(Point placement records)
══════════════════════════════
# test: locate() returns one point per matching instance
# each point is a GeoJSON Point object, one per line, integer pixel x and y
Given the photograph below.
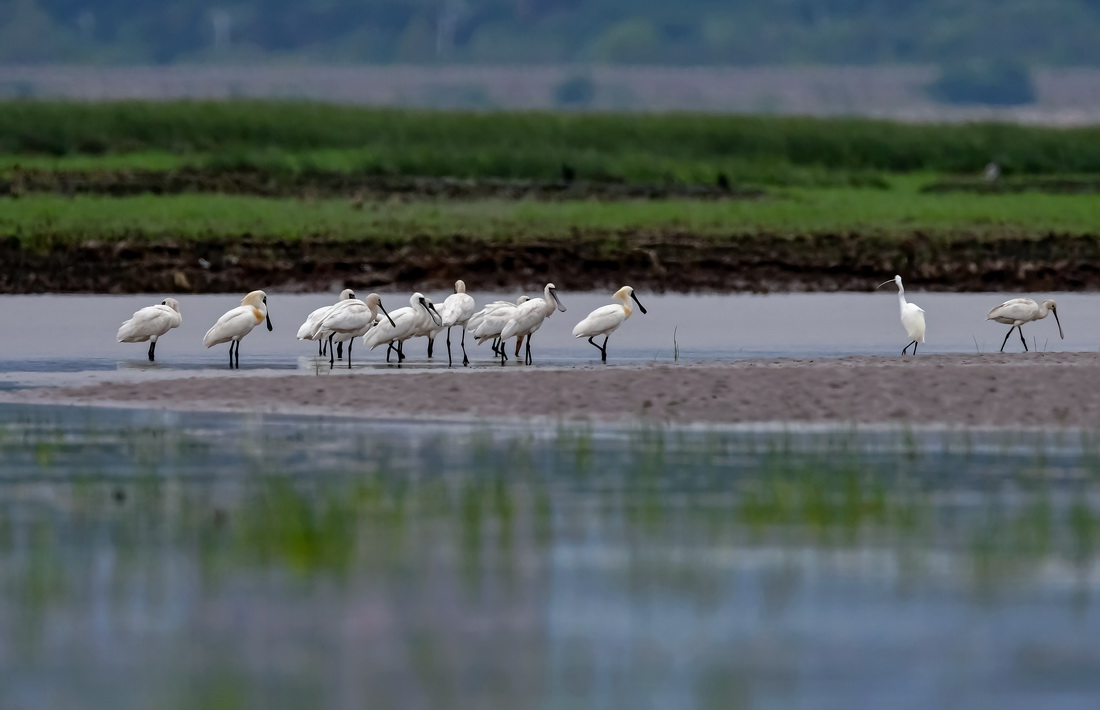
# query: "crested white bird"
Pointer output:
{"type": "Point", "coordinates": [457, 310]}
{"type": "Point", "coordinates": [528, 318]}
{"type": "Point", "coordinates": [1016, 312]}
{"type": "Point", "coordinates": [309, 330]}
{"type": "Point", "coordinates": [350, 319]}
{"type": "Point", "coordinates": [404, 324]}
{"type": "Point", "coordinates": [238, 323]}
{"type": "Point", "coordinates": [487, 323]}
{"type": "Point", "coordinates": [151, 323]}
{"type": "Point", "coordinates": [912, 316]}
{"type": "Point", "coordinates": [605, 319]}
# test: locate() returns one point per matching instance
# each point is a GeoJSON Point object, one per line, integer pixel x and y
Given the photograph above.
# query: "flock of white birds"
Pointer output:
{"type": "Point", "coordinates": [351, 318]}
{"type": "Point", "coordinates": [498, 321]}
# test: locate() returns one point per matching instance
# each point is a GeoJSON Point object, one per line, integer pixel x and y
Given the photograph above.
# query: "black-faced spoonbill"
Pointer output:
{"type": "Point", "coordinates": [404, 324]}
{"type": "Point", "coordinates": [528, 318]}
{"type": "Point", "coordinates": [605, 319]}
{"type": "Point", "coordinates": [238, 323]}
{"type": "Point", "coordinates": [350, 319]}
{"type": "Point", "coordinates": [912, 316]}
{"type": "Point", "coordinates": [457, 310]}
{"type": "Point", "coordinates": [1018, 312]}
{"type": "Point", "coordinates": [309, 329]}
{"type": "Point", "coordinates": [151, 323]}
{"type": "Point", "coordinates": [487, 323]}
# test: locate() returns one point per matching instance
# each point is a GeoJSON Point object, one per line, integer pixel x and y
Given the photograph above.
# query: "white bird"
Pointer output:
{"type": "Point", "coordinates": [487, 323]}
{"type": "Point", "coordinates": [912, 316]}
{"type": "Point", "coordinates": [404, 324]}
{"type": "Point", "coordinates": [309, 330]}
{"type": "Point", "coordinates": [528, 318]}
{"type": "Point", "coordinates": [457, 310]}
{"type": "Point", "coordinates": [238, 323]}
{"type": "Point", "coordinates": [151, 323]}
{"type": "Point", "coordinates": [350, 319]}
{"type": "Point", "coordinates": [1018, 312]}
{"type": "Point", "coordinates": [605, 319]}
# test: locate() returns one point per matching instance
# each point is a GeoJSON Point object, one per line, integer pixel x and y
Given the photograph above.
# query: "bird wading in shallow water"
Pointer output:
{"type": "Point", "coordinates": [1018, 312]}
{"type": "Point", "coordinates": [457, 310]}
{"type": "Point", "coordinates": [349, 319]}
{"type": "Point", "coordinates": [151, 323]}
{"type": "Point", "coordinates": [309, 329]}
{"type": "Point", "coordinates": [238, 323]}
{"type": "Point", "coordinates": [528, 318]}
{"type": "Point", "coordinates": [912, 316]}
{"type": "Point", "coordinates": [605, 319]}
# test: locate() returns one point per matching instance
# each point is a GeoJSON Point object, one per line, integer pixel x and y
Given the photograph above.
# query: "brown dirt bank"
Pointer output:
{"type": "Point", "coordinates": [319, 184]}
{"type": "Point", "coordinates": [651, 260]}
{"type": "Point", "coordinates": [976, 390]}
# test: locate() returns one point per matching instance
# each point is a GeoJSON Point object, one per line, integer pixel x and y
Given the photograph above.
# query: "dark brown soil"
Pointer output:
{"type": "Point", "coordinates": [653, 261]}
{"type": "Point", "coordinates": [316, 184]}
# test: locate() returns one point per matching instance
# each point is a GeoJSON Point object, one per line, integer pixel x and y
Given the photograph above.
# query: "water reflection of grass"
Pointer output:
{"type": "Point", "coordinates": [425, 537]}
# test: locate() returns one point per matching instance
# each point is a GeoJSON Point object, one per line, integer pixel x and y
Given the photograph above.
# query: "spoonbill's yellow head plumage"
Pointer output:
{"type": "Point", "coordinates": [259, 302]}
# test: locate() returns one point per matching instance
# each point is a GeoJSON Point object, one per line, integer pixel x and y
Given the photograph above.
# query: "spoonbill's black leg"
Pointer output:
{"type": "Point", "coordinates": [603, 351]}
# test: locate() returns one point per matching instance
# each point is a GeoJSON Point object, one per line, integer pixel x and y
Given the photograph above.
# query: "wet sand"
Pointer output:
{"type": "Point", "coordinates": [976, 390]}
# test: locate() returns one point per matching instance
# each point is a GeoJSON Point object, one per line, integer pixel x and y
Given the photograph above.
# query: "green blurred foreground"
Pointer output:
{"type": "Point", "coordinates": [198, 560]}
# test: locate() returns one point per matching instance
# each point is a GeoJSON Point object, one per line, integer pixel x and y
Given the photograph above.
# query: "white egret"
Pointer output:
{"type": "Point", "coordinates": [151, 323]}
{"type": "Point", "coordinates": [404, 324]}
{"type": "Point", "coordinates": [605, 319]}
{"type": "Point", "coordinates": [912, 316]}
{"type": "Point", "coordinates": [1018, 312]}
{"type": "Point", "coordinates": [350, 319]}
{"type": "Point", "coordinates": [457, 310]}
{"type": "Point", "coordinates": [528, 318]}
{"type": "Point", "coordinates": [238, 323]}
{"type": "Point", "coordinates": [309, 330]}
{"type": "Point", "coordinates": [487, 323]}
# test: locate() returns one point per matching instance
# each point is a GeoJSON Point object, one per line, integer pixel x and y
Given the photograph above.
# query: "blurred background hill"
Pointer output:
{"type": "Point", "coordinates": [1024, 59]}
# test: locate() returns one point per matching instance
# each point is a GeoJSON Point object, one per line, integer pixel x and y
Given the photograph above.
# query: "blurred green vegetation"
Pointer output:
{"type": "Point", "coordinates": [47, 221]}
{"type": "Point", "coordinates": [601, 146]}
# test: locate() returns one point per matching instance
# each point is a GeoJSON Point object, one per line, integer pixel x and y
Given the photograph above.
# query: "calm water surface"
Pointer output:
{"type": "Point", "coordinates": [152, 559]}
{"type": "Point", "coordinates": [76, 334]}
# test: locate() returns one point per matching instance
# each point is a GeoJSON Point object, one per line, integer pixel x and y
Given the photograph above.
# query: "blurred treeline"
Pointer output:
{"type": "Point", "coordinates": [685, 32]}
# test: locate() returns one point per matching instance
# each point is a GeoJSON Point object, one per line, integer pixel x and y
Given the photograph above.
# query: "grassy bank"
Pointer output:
{"type": "Point", "coordinates": [634, 148]}
{"type": "Point", "coordinates": [47, 220]}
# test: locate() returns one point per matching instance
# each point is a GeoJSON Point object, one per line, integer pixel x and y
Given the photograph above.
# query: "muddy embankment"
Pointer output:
{"type": "Point", "coordinates": [652, 260]}
{"type": "Point", "coordinates": [656, 262]}
{"type": "Point", "coordinates": [321, 185]}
══════════════════════════════
All of the material above needs to be restated exactly, with no pictures.

## Full output
# test: locate() returns one point per matching instance
# each point is a GeoJSON Point object, one per line, integer pixel x and y
Given the photograph below.
# query: "crested white bird"
Pointer output:
{"type": "Point", "coordinates": [457, 310]}
{"type": "Point", "coordinates": [528, 318]}
{"type": "Point", "coordinates": [1016, 312]}
{"type": "Point", "coordinates": [309, 330]}
{"type": "Point", "coordinates": [350, 319]}
{"type": "Point", "coordinates": [404, 324]}
{"type": "Point", "coordinates": [238, 323]}
{"type": "Point", "coordinates": [487, 323]}
{"type": "Point", "coordinates": [151, 323]}
{"type": "Point", "coordinates": [912, 316]}
{"type": "Point", "coordinates": [605, 319]}
# test: locate() returns one point per matching instance
# each point is a GeoJSON Point object, one per line, integer pixel x and y
Given the photograph above.
# query: "flock of white birds"
Pointer output:
{"type": "Point", "coordinates": [351, 318]}
{"type": "Point", "coordinates": [498, 321]}
# test: locate() returns one point per matching instance
# each point is a GeoJSON Point object, one per line, integer pixel x and y
Given the photograph above.
# query: "black-faced spoonbill"
Pointer output:
{"type": "Point", "coordinates": [404, 324]}
{"type": "Point", "coordinates": [528, 318]}
{"type": "Point", "coordinates": [605, 319]}
{"type": "Point", "coordinates": [238, 323]}
{"type": "Point", "coordinates": [350, 319]}
{"type": "Point", "coordinates": [912, 316]}
{"type": "Point", "coordinates": [457, 310]}
{"type": "Point", "coordinates": [1018, 312]}
{"type": "Point", "coordinates": [309, 329]}
{"type": "Point", "coordinates": [151, 323]}
{"type": "Point", "coordinates": [487, 323]}
# test: locate() returns one point per matching instance
# each point is a GeoJSON Point object, one per line, integer pixel x and y
Given the photograph above.
# query: "white bird"
Pointer output:
{"type": "Point", "coordinates": [487, 323]}
{"type": "Point", "coordinates": [912, 316]}
{"type": "Point", "coordinates": [404, 324]}
{"type": "Point", "coordinates": [309, 330]}
{"type": "Point", "coordinates": [528, 318]}
{"type": "Point", "coordinates": [457, 310]}
{"type": "Point", "coordinates": [238, 323]}
{"type": "Point", "coordinates": [151, 323]}
{"type": "Point", "coordinates": [350, 319]}
{"type": "Point", "coordinates": [1018, 312]}
{"type": "Point", "coordinates": [605, 319]}
# test: locate() returns one point per matching instance
# each point is a GeoJSON Point object, one per line, integer pixel x and y
Given the photograph above.
# query: "bird wading in shallow water"
Pointer output:
{"type": "Point", "coordinates": [1018, 312]}
{"type": "Point", "coordinates": [457, 310]}
{"type": "Point", "coordinates": [349, 319]}
{"type": "Point", "coordinates": [151, 323]}
{"type": "Point", "coordinates": [309, 329]}
{"type": "Point", "coordinates": [238, 323]}
{"type": "Point", "coordinates": [528, 318]}
{"type": "Point", "coordinates": [912, 316]}
{"type": "Point", "coordinates": [605, 319]}
# test: locate() returns one point per matching instance
# each point is a GeoJSON Point object, one per line, integer pixel x and y
Given the photograph above.
# query: "brown dirt bank"
Pointer output:
{"type": "Point", "coordinates": [319, 184]}
{"type": "Point", "coordinates": [651, 260]}
{"type": "Point", "coordinates": [976, 390]}
# test: locate() returns one point per matching instance
# each point is a GeoJSON Point object, one per line, integer pixel x and y
Given the photograph above.
# query: "dark brown soil"
Pointer output:
{"type": "Point", "coordinates": [653, 261]}
{"type": "Point", "coordinates": [316, 184]}
# test: locate() returns one point per matching instance
# each point is a GeoJSON Point object, one per line, integer pixel x and y
Given the photograph above.
# query: "water reflection of grass"
Pointer output:
{"type": "Point", "coordinates": [425, 537]}
# test: locate() returns one point per matching instance
# each point is a GeoJSON Point object, one per line, integer pixel x and y
Given the photograph above.
# query: "spoonbill's yellow head plumage"
Pointer output:
{"type": "Point", "coordinates": [259, 302]}
# test: locate() returns one point per matching instance
# each point is a GeoJSON Point object, one per line, integer pixel x and y
Given the photograph above.
# query: "spoonbill's black leg"
Pointer output:
{"type": "Point", "coordinates": [603, 351]}
# test: locate() returns one point per matching instance
# each point is a GeoJSON Point object, one per line, integer pixel x and y
Given the photograph above.
# query: "wet sand"
Pointer output:
{"type": "Point", "coordinates": [976, 390]}
# test: locate() returns one point per matching instance
# each point is a GeoJSON Point object, one per line, integer pixel x and y
Given the photograph above.
# query: "green blurred foreground"
Pointer output:
{"type": "Point", "coordinates": [198, 560]}
# test: locate() returns one point per matching instance
# each point is a GeoJSON Point object, one per line, integer pixel x and y
Given the photograph above.
# query: "white egret"
Pointer output:
{"type": "Point", "coordinates": [151, 323]}
{"type": "Point", "coordinates": [404, 324]}
{"type": "Point", "coordinates": [605, 319]}
{"type": "Point", "coordinates": [912, 316]}
{"type": "Point", "coordinates": [1018, 312]}
{"type": "Point", "coordinates": [350, 319]}
{"type": "Point", "coordinates": [457, 310]}
{"type": "Point", "coordinates": [528, 318]}
{"type": "Point", "coordinates": [238, 323]}
{"type": "Point", "coordinates": [309, 330]}
{"type": "Point", "coordinates": [487, 323]}
# test: locate() returns one point per matching instance
# each point is a GeoJSON Point object, one per line, integer pixel x and y
Given the photograph above.
# query: "blurred background hill"
Pointer output:
{"type": "Point", "coordinates": [1024, 59]}
# test: locate() returns one point per matching instance
# each point is a GeoJSON Point object, one per line, integer pixel x and y
Given the photograph above.
# query: "blurred green vegetation"
Pointer output:
{"type": "Point", "coordinates": [47, 221]}
{"type": "Point", "coordinates": [601, 146]}
# test: locate() returns one point per matching instance
# each point is a GeoJSON Point object, one per line, integer pixel x and y
Given the photograph above.
# query: "calm water surface"
Pointer output:
{"type": "Point", "coordinates": [152, 559]}
{"type": "Point", "coordinates": [76, 334]}
# test: locate() returns one point per matching instance
# each point is a GeoJSON Point object, one per line, integer pixel x and y
Given the photograph above.
# query: "blurred treeline"
Pointer output:
{"type": "Point", "coordinates": [685, 32]}
# test: locate() returns one point per matching instance
# each point is a GeoJSON Point object, one per line, integer pixel x and y
Given the photograph above.
# query: "grassy bank"
Pointer output:
{"type": "Point", "coordinates": [634, 148]}
{"type": "Point", "coordinates": [47, 220]}
# test: locate() returns one point per matching instance
# each point is a GeoJSON Point object, one per line, integer pixel x and y
Given the photograph above.
# query: "muddy embankment"
Pointer output:
{"type": "Point", "coordinates": [652, 260]}
{"type": "Point", "coordinates": [656, 262]}
{"type": "Point", "coordinates": [321, 185]}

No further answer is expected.